Exercise: Images should be omitted while the rest of the data is duplicated exactly.

Provided records:

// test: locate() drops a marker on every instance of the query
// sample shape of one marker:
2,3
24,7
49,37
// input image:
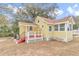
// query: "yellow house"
61,30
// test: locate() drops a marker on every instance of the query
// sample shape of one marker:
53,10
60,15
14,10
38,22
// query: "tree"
42,9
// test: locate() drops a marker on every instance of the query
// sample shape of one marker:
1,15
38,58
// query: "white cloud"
10,6
58,12
15,9
76,5
70,10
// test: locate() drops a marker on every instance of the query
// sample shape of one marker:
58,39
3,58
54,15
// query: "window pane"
56,27
62,27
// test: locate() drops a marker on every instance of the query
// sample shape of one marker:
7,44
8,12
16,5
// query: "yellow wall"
63,35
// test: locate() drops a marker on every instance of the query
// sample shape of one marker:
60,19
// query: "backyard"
45,48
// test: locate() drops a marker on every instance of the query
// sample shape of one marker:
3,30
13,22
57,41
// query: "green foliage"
4,29
75,26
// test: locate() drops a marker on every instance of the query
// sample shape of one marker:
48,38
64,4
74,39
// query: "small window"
30,28
50,28
62,27
56,27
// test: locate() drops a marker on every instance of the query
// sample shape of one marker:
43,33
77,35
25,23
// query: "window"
62,27
56,27
50,28
69,28
30,28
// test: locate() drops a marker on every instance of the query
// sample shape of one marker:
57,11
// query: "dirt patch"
44,48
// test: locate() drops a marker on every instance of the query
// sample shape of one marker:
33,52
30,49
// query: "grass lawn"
43,48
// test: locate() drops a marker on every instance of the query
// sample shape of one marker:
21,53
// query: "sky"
64,10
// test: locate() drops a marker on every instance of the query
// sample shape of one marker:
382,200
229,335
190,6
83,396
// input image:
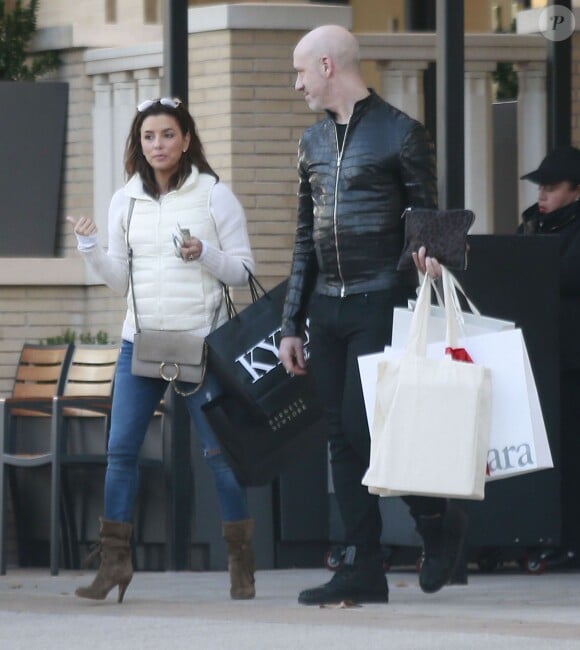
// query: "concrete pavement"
190,610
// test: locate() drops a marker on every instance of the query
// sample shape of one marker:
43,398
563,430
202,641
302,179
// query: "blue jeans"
135,400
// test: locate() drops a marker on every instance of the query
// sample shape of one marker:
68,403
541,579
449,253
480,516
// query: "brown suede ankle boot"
116,567
238,536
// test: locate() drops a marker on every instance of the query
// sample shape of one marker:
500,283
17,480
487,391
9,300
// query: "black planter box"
33,115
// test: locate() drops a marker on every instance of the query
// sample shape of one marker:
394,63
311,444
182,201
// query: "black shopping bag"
260,446
243,353
266,418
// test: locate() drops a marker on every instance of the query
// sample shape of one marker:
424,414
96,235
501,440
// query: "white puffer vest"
171,294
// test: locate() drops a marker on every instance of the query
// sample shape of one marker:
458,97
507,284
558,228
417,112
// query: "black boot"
443,538
361,579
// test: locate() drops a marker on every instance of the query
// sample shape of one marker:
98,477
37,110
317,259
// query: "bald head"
334,42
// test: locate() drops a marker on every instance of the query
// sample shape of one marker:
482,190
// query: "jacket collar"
359,107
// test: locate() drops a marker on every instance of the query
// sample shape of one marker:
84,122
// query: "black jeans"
342,329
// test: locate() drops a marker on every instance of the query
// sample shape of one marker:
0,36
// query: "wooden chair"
40,376
85,392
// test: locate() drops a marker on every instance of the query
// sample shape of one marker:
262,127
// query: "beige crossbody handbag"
169,355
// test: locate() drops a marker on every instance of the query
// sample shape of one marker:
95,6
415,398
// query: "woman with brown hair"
186,234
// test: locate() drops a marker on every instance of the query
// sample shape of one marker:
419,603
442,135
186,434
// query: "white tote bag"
470,323
431,417
518,442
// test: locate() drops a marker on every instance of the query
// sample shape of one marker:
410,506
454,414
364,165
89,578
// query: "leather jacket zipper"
338,166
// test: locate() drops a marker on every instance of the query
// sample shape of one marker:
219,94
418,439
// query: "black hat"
562,164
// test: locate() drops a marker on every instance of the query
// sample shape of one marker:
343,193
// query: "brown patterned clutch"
442,232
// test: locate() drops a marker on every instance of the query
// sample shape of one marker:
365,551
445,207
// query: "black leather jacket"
350,233
563,223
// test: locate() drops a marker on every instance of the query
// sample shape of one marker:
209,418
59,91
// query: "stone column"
532,126
402,86
479,145
102,149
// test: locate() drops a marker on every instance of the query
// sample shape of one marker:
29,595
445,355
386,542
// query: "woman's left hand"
191,249
425,264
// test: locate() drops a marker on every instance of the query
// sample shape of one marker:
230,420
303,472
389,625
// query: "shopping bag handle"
417,339
257,291
472,307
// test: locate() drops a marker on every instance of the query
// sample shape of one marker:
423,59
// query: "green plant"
70,336
17,27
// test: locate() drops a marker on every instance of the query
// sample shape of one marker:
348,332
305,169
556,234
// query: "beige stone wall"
250,119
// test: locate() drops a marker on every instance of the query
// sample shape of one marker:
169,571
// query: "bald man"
359,167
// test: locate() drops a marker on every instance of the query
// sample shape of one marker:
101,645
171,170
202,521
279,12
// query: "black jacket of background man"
350,233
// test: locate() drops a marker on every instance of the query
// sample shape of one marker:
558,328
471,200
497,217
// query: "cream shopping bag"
470,323
430,425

Written response:
// test: locate() drops a marker on every instance of the query
// sample shape of one marker:
2,3
24,7
49,37
// input image:
// query: "yellow house"
61,30
// test: locate() drops a marker on every instance of the query
// sample shape of one marker:
53,10
60,15
14,10
38,22
// query: "tree"
42,9
// test: locate() drops a marker on every instance of the query
// sample shape of one marker:
1,15
38,58
// query: "white cloud"
10,6
58,12
15,9
76,5
70,10
// test: locate() drops a marker on every instance of the query
// sample shape of one marker:
58,39
3,58
54,15
// query: "window pane"
56,27
62,27
// test: locate() drops a marker on every instance of the query
// sample shape of one marker:
7,44
8,12
16,5
// query: "yellow wall"
63,35
// test: locate() drops a marker on every instance of the query
// sample shape of one marker:
60,19
// query: "backyard"
45,48
// test: locate() drops a marker on every instance of the query
// sample shape of one marker:
3,30
13,22
57,41
// query: "green foliage"
4,29
75,26
// test: locate() drops a marker on every instance of the query
// sample shape of one marker:
48,38
64,4
74,39
// query: "small window"
30,28
50,28
62,27
56,27
// test: locate() drops a marker on every instance of the query
// sample shape of one marker:
43,33
77,35
25,23
// query: "window"
62,27
56,27
50,28
69,28
30,28
// test: locate() drops a marker on every instance of the query
// sample shape of one marker:
57,11
// query: "dirt patch"
44,48
// test: locate() drops a marker on every instance of the query
// sample shape of one marker:
33,52
30,49
// query: "grass lawn"
43,48
// test: locate() drops a marker on every instance of the query
// sample shape of one marker:
21,53
// query: "sky"
64,10
// test: locate() drops a marker on every instance of the query
// sample shape of one marker:
382,200
229,335
190,6
83,396
// input image:
// query: "concrete pavement"
190,610
// test: locate() drops a marker on every instance of the query
// sample shape of one marker:
43,398
563,430
202,641
302,179
// query: "blue jeans"
135,400
// test: locate() drops a marker on every instance of the query
// sample shape of one marker:
68,403
541,579
449,253
480,516
// query: "brown suede ankle boot"
116,567
238,536
// test: locate() drops a marker on every instance of the query
// sample shape of one marker:
500,283
17,480
487,391
9,300
// query: "black planter box"
33,115
// test: locate() drops a marker on every instance of the query
// sample shape of one marker:
394,63
311,444
182,201
// query: "black shopping bag"
260,446
243,353
266,418
// test: locate() drops a marker on every instance of the query
// sample shape of one marker:
424,414
96,235
501,440
// query: "white puffer vest"
171,294
// test: locate() drops a marker on every instance of the query
// sample shape of one marker:
458,97
507,284
558,228
417,112
// query: "black boot"
443,538
361,579
// test: locate() drops a marker on every instance of the query
// sample shape of one marker:
98,477
37,110
317,259
// query: "bald head"
334,42
// test: locate() drops a marker on every instance of the query
// sample shape of one marker:
482,190
// query: "jacket collar"
359,107
// test: locate() drops a marker on every instance of the query
// sample shape of one marker:
84,122
// query: "black jeans"
342,329
// test: locate() drops a marker on every instance of the query
// sample shape of one marker:
0,36
// query: "wooden chair"
40,376
85,392
// test: locate() drops a marker on every instance of the query
// sample shape of one marker:
262,127
// query: "beige crossbody handbag"
169,355
// test: locate() drops a marker on every instance of the query
// sample shape of one marker:
95,6
415,398
// query: "woman with brown hair"
186,234
// test: locate() drops a marker on every instance of the query
// sample shape of one marker:
419,603
442,135
186,434
// query: "white tote bag"
470,323
431,417
518,442
// test: locate() drops a marker on every instance of the query
// sample shape of one marker:
410,506
454,414
364,165
89,578
// query: "leather jacket zipper"
338,166
// test: locate() drops a marker on every instance of the query
// sample shape of one marker:
219,94
418,439
// query: "black hat"
562,164
// test: locate() drops a marker on every instance of the query
// sample shape of one marker:
343,193
// query: "brown patterned clutch"
442,232
// test: locate() drops a marker on every instance of the query
// sample shape of one marker:
365,551
445,207
// query: "black leather jacket"
350,233
563,223
// test: locate() drops a marker on every instance of the query
// sample shape of one marker:
209,418
59,91
// query: "stone column"
532,126
402,86
479,145
102,149
// test: locate() drops a marker on every instance of the query
// sample shape of one marker:
29,595
445,355
386,542
// query: "woman's left hand"
191,249
425,264
// test: locate() drops a marker on every instance of the query
// sample shape of one marker:
230,420
303,472
389,625
// query: "shopping bag handle"
417,339
257,291
472,307
// test: locate() drops a marker on every instance of the query
// sample shape of one marker:
423,59
// query: "green plant"
70,336
17,27
// test: locate() drops a marker on every instance of the query
// sample shape of one marker:
348,332
305,169
556,234
// query: "beige stone wall"
250,119
// test: locate() drops a marker on every instance of the query
// sample shape of one marker:
169,571
// query: "bald man"
359,167
// test: locate() drops a marker on every instance of the query
// sample shape of one marker:
101,645
171,170
202,521
279,12
// query: "black jacket of background man"
350,233
// test: locate() drops a marker on every instance of the query
// sample shape of one marker:
558,328
471,200
497,217
// query: "cream shopping bag"
470,323
430,425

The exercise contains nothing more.